- Church: Roman Catholic Church
- Appointed: 15 June 1980
- Term ended: 2 February 1983
- Predecessor: Sergio Pignedoli
- Successor: Opilio Rossi
- Other post: Cardinal-Priest pro hac vice of Sant'Eugenio (1983)
- Previous posts: Titular Archbishop of Side (1954-73) Apostolic Nuncio to Bolivia (1954-58) Apostolic Nuncio to Argentina (1958-69) Apostolic Nuncio to Brazil (1969-73) Cardinal-Deacon of Sant'Eugenio (1973-83) President of the Commission of Cardinals for the Pontifical Shrines (1974-83)

Orders
- Ordination: 14 August 1927
- Consecration: 5 December 1954 by James Charles McGuigan
- Created cardinal: 5 March 1973 by Pope Paul VI
- Rank: Cardinal-Deacon (1973-83) Cardinal-Priest (1983)

**Job a**: Could you output the cardinal's career summary above, word for word and in full?
The text and the records are unrelated to each other.

(Excerpts of pointing data)

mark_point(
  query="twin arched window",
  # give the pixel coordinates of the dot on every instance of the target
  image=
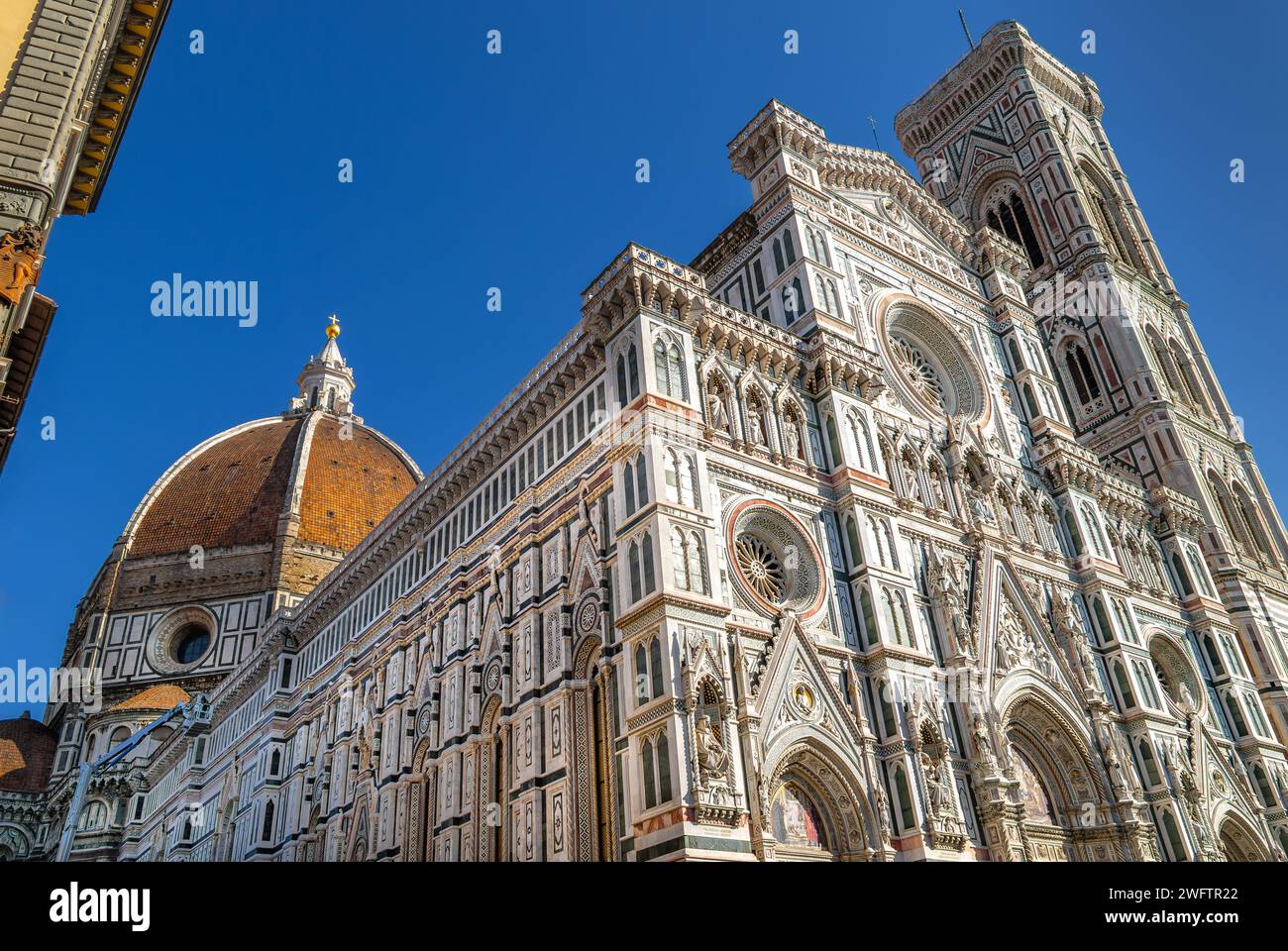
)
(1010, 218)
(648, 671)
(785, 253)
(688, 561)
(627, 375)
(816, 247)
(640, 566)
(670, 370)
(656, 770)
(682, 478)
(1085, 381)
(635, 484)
==
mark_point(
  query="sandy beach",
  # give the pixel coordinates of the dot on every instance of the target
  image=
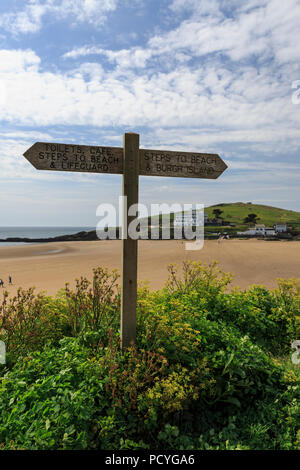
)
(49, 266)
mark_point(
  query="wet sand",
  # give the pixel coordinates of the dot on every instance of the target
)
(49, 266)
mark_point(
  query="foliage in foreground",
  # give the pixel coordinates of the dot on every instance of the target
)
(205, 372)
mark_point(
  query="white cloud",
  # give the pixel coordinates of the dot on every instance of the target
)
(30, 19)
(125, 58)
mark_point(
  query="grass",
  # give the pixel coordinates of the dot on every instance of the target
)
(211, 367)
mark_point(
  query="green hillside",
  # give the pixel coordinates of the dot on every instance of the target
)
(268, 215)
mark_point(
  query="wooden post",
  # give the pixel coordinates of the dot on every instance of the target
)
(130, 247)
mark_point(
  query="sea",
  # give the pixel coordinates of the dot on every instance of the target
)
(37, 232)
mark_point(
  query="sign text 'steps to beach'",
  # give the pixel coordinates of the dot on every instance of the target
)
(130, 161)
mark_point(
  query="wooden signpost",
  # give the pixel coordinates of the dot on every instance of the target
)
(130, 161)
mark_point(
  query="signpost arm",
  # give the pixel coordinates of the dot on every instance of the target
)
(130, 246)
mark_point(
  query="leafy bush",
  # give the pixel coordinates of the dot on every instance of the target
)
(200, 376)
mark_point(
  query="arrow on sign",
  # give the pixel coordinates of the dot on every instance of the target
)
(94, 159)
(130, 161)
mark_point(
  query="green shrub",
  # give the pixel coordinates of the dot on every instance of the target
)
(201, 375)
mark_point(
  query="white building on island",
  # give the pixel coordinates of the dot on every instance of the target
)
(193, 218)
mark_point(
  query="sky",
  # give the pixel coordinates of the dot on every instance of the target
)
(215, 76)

**Job b**: Which lines in the records contain the word "green"? Find each one and copy it out.

**Task answer a**:
- Church: Roman Catholic Church
- Appointed: 15 June 1980
- Term ended: 2 February 1983
- Predecessor: Sergio Pignedoli
- Successor: Opilio Rossi
- Other post: Cardinal-Priest pro hac vice of Sant'Eugenio (1983)
- Previous posts: Titular Archbishop of Side (1954-73) Apostolic Nuncio to Bolivia (1954-58) Apostolic Nuncio to Argentina (1958-69) Apostolic Nuncio to Brazil (1969-73) Cardinal-Deacon of Sant'Eugenio (1973-83) President of the Commission of Cardinals for the Pontifical Shrines (1974-83)

Orders
- Ordination: 14 August 1927
- Consecration: 5 December 1954 by James Charles McGuigan
- Created cardinal: 5 March 1973 by Pope Paul VI
- Rank: Cardinal-Deacon (1973-83) Cardinal-Priest (1983)

**Task answer b**:
  query="green hillside",
  query="green shrub",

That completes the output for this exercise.